Text section:
-- START --
Blues For Allah 50: Crazy Fingers supplementary notes
by Jesse Jarnow
“Crazy Fingers” evolved into a piece of delicate songcraft as tumult threatened to envelop the Grateful Dead’s peaceful world in spring 1975. Beginning life as an instrumental known as “Distorto,” it changed radically during the band’s sessions at Ace’s.
Two days after recording the basic tracks for “Crazy Fingers,” Jerry Garcia and Phil Lesh joined Ned Lagin for the full debut of Seastones at San Rafael’s Dominican Hall, a concert also featuring David Crosby and Mickey Hart, who would shortly contribute overdubs to Blues For Allah. Ned Lagin’s visual art, music, and writing is collected at his site Spirit Cats (including his more recent album Cat Dreams and the 2018 iteration of Seastones), and NedBase provides a chronology of his musical activity in the early 1970s.
-- END --
Prompt:
Retype the stretch from "Blues For Allah 50: Crazy" through "sessions at Ace’s." in the notes on "Crazy Fingers," preserving every word and mark of punctuation.

Record list:
-- START --
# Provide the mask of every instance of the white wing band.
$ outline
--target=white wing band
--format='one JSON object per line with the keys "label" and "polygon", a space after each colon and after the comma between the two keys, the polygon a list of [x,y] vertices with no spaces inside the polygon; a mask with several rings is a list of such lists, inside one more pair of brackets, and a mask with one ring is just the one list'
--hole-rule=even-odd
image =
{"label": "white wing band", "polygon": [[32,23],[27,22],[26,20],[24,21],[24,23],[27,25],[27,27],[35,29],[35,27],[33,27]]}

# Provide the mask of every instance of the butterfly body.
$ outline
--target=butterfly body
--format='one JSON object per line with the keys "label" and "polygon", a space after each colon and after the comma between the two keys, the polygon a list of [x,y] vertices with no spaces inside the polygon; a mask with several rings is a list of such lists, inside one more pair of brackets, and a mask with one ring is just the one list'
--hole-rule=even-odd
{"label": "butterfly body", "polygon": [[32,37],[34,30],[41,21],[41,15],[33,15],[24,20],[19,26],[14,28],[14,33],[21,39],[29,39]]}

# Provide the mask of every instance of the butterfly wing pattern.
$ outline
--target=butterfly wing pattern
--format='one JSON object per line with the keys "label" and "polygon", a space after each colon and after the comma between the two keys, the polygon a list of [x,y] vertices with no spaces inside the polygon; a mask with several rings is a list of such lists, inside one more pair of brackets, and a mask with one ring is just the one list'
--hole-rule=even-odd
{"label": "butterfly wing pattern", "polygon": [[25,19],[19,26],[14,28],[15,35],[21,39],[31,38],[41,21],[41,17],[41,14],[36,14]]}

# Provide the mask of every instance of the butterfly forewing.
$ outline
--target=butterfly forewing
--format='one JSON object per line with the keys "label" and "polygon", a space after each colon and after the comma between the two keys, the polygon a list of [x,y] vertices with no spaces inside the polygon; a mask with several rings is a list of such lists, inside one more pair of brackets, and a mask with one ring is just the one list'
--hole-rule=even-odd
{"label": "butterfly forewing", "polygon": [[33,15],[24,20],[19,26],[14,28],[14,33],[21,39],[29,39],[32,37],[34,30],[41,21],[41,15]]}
-- END --
Problem solution:
Blues For Allah 50: Crazy Fingers supplementary notes
by Jesse Jarnow
“Crazy Fingers” evolved into a piece of delicate songcraft as tumult threatened to envelop the Grateful Dead’s peaceful world in spring 1975. Beginning life as an instrumental known as “Distorto,” it changed radically during the band’s sessions at Ace’s.